= TASK DIRECTIONS =
Return the records below word for word.

=====

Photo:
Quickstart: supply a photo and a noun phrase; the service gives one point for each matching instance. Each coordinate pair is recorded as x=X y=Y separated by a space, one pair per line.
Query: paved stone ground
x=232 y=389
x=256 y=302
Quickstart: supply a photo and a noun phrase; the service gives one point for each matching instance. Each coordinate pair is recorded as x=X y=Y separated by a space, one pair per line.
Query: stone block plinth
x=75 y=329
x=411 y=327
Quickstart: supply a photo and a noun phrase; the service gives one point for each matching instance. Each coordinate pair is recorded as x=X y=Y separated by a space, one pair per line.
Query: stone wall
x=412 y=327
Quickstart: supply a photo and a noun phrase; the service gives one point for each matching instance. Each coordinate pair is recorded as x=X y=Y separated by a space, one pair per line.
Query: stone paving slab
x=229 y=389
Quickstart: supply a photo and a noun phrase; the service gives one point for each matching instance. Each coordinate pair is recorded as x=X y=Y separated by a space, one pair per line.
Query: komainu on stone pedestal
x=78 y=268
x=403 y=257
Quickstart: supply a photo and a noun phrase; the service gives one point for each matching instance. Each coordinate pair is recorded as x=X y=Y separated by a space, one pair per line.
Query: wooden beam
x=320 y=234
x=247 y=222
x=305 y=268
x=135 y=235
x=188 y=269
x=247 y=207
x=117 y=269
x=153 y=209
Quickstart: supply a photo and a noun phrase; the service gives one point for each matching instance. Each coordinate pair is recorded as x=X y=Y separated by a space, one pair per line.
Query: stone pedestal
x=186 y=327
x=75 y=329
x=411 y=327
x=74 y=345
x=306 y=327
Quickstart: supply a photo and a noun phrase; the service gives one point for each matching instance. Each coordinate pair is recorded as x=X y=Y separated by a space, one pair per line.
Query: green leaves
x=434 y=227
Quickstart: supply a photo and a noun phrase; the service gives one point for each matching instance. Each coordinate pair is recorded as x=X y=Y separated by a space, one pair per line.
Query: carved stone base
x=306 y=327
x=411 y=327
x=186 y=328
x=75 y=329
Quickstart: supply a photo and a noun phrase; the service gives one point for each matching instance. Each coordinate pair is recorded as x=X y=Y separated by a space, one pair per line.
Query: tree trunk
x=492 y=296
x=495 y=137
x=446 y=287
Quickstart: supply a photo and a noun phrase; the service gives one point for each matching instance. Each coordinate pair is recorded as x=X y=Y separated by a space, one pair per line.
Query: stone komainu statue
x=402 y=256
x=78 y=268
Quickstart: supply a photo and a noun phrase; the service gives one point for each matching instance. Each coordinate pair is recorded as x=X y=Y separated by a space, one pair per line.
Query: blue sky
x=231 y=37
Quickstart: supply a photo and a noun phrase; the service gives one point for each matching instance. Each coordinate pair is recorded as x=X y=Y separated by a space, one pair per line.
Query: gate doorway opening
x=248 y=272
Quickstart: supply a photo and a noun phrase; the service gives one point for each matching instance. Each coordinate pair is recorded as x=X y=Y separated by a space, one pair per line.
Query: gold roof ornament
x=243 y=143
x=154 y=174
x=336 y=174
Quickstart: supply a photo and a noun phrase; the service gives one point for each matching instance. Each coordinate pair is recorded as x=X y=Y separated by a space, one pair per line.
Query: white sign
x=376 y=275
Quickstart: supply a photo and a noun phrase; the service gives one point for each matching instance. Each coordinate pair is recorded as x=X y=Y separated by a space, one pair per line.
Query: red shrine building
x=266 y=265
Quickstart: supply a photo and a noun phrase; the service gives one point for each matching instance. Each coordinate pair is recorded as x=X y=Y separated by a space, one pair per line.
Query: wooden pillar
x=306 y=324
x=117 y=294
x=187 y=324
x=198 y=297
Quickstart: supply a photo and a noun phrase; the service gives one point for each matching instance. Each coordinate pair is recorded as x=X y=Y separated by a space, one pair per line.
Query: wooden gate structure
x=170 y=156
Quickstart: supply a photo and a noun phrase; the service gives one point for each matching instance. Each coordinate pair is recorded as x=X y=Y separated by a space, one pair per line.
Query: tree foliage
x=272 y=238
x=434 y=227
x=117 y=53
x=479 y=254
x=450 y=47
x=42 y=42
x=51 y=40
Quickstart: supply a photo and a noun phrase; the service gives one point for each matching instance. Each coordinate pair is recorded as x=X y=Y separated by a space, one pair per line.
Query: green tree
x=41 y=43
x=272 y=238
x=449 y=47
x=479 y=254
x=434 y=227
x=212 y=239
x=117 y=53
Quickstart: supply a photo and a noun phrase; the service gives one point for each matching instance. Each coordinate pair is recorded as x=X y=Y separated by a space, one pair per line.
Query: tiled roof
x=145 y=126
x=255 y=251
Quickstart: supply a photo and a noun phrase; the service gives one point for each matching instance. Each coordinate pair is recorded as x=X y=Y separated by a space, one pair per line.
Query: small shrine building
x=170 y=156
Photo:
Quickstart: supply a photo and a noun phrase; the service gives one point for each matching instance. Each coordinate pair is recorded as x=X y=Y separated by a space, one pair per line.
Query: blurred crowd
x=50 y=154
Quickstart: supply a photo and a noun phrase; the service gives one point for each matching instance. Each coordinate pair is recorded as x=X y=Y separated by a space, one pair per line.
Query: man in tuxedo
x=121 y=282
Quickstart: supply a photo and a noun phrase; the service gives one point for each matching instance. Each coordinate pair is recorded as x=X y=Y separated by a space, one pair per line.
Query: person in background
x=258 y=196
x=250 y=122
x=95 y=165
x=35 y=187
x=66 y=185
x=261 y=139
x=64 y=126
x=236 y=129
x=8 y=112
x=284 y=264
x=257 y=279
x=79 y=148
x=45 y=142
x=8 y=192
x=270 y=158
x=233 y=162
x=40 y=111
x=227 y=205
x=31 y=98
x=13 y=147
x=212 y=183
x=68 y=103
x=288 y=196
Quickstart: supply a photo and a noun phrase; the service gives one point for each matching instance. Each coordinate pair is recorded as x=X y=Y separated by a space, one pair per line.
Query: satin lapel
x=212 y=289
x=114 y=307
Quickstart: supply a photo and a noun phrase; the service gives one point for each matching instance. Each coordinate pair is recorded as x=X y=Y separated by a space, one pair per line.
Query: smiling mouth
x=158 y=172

=====

= COMPLETED TASK =
Photo:
Quickstart: supply a photo and a noun phrase; the service gives one point for each matching instance. Each coordinate pair is recorded as x=X y=Y separated by a space, one pair per line.
Query: paved stone ground
x=232 y=389
x=256 y=302
Quickstart: supply a photo and a noun phrase; the service gives one point for each matching instance. Each coordinate pair is recorded as x=X y=Y separated by a space, one pair per line.
Query: stone block plinth
x=75 y=329
x=411 y=327
Quickstart: supply a photo and a noun phrase; the service gives one point for each matching instance. Each coordinate pair is recorded as x=X y=Y separated by a space, one pair per line.
Query: stone wall
x=412 y=327
Quickstart: supply a photo and a noun phrase; the service gives one point for each matching instance. Each coordinate pair is recorded as x=X y=Y separated by a space, one pair per line.
Query: stone paving slab
x=229 y=389
Quickstart: supply a photo and a noun phrase; the service gives one point for each matching instance. Each coordinate pair is recorded as x=X y=Y separated by a space, one pair per line.
Query: komainu on stone pedestal
x=78 y=268
x=403 y=257
Quickstart: supply a photo and a noun phrase; the service gives one point for each matching instance. Each coordinate pair is recorded as x=X y=Y separated by a space, one pair per line.
Query: wooden beam
x=320 y=234
x=247 y=222
x=305 y=268
x=135 y=235
x=188 y=269
x=247 y=207
x=117 y=269
x=153 y=209
Quickstart: supply a photo and a noun phrase; the service gives one point for each matching instance. Each coordinate pair is recorded as x=X y=Y separated by a space, one pair per line.
Query: stone pedestal
x=186 y=327
x=75 y=329
x=411 y=327
x=74 y=345
x=306 y=327
Quickstart: supply a photo and a noun phrase; the service gives one point for each matching instance. Each coordinate pair is recorded as x=X y=Y separated by a space, one pair per line.
Query: green leaves
x=434 y=227
Quickstart: supply a photo and a noun phrase; the service gives one point for each matching instance. Each coordinate pair is recorded as x=X y=Y separated by a space, one pair per line.
Query: carved stone base
x=306 y=327
x=411 y=327
x=186 y=328
x=75 y=329
Quickstart: supply a photo and a noun phrase; the service gives one point for each matching instance. Each coordinate pair is recorded as x=X y=Y separated by a space, one pair per line.
Query: tree trunk
x=492 y=296
x=495 y=137
x=446 y=287
Quickstart: supply a photo and a noun phrase; the service gives one point for each matching instance. Each coordinate pair is recorded as x=X y=Y separated by a space, one pair per line.
Query: stone komainu statue
x=402 y=256
x=78 y=268
Quickstart: supply a photo and a noun phrase; the service gives one point for each matching instance. Each coordinate pair is recorded as x=X y=Y separated by a space, one pair per line.
Query: blue sky
x=231 y=37
Quickstart: supply a photo and a noun phrase; the service gives one point for each matching instance. Each coordinate pair is recorded as x=X y=Y separated by a space, one pair per line.
Query: gate doorway opening
x=248 y=272
Quickstart: supply a photo and a noun phrase; the service gives one point for each matching instance. Each coordinate pair is recorded as x=X y=Y separated by a space, one pair per line.
Query: gold roof ornament
x=243 y=143
x=154 y=174
x=336 y=174
Quickstart: supply a photo and a noun phrase; the service gives one point for each matching instance. Each coordinate pair is recorded as x=X y=Y separated by a space, one pair per line.
Query: white sign
x=376 y=275
Quickstart: supply a photo and a noun phrase; the service gives one point for each matching instance. Each coordinate pair is recorded as x=X y=Y separated by a space, one pair per line.
Query: red shrine building
x=266 y=265
Quickstart: supply a photo and a noun phrase; the service gives one point for each matching instance. Each coordinate pair is recorded as x=X y=Y separated by a space, one pair per line.
Query: wooden pillar
x=306 y=324
x=117 y=294
x=187 y=324
x=198 y=297
Quickstart: supply a photo and a noun phrase; the service gives one point for each matching instance. Each coordinate pair is recorded as x=X y=Y separated by a space, one pair per line.
Query: wooden gate structure
x=170 y=156
Quickstart: supply a photo and a noun phrase; the service gives one point for each matching instance. Each coordinate pair is recorded as x=X y=Y separated by a space, one pair per line.
Query: tree foliage
x=272 y=238
x=434 y=227
x=117 y=53
x=479 y=254
x=450 y=47
x=42 y=42
x=51 y=40
Quickstart: supply a photo and a noun phrase; the service gives one point for each matching instance. Each coordinate pair is recorded as x=X y=Y separated by a space, one pair per line.
Query: green tree
x=41 y=43
x=272 y=238
x=449 y=47
x=479 y=254
x=434 y=227
x=212 y=239
x=117 y=53
Quickstart: supply a photo and a noun phrase; the service gives one point for each matching instance. Each coordinate pair is recorded as x=X y=Y separated by a space, one pair per line.
Query: tiled roof
x=145 y=126
x=255 y=251
Quickstart: supply a photo and a noun phrase; the service gives one point for each matching instance. Each coordinate pair is recorded as x=X y=Y separated by a space, one pair per line.
Query: small shrine building
x=170 y=156
Photo:
Quickstart: supply a photo and a noun phrase; the service gives one point for each matching instance. Each coordinate pair is recorded as x=X y=Y separated by a space, one pair per line.
Query: blurred crowd
x=50 y=154
Quickstart: supply a photo and a noun phrase; the service gives one point for each matching instance. Each coordinate pair is recorded as x=X y=Y separated by a space, one pair per line.
Query: man in tuxedo
x=121 y=282
Quickstart: supply a photo and a noun phrase; the service gives one point for each matching instance. Each coordinate pair is recorded as x=X y=Y separated by a space, one pair per line.
Query: person in background
x=258 y=196
x=250 y=122
x=95 y=165
x=35 y=187
x=66 y=185
x=261 y=139
x=64 y=126
x=236 y=129
x=8 y=112
x=284 y=264
x=257 y=279
x=79 y=148
x=45 y=142
x=8 y=192
x=270 y=158
x=233 y=162
x=40 y=111
x=227 y=205
x=31 y=98
x=13 y=147
x=212 y=183
x=68 y=103
x=288 y=196
Quickstart: supply a photo and a noun phrase; the service gives one point for each matching instance. Each coordinate pair is recorded as x=X y=Y separated by a space, one pair per line.
Query: satin lapel
x=212 y=289
x=114 y=307
Quickstart: supply a photo and a noun phrase; the service gives one point for each matching instance. Each coordinate pair is recorded as x=X y=Y separated by a space, one pair per line.
Query: smiling mouth
x=158 y=172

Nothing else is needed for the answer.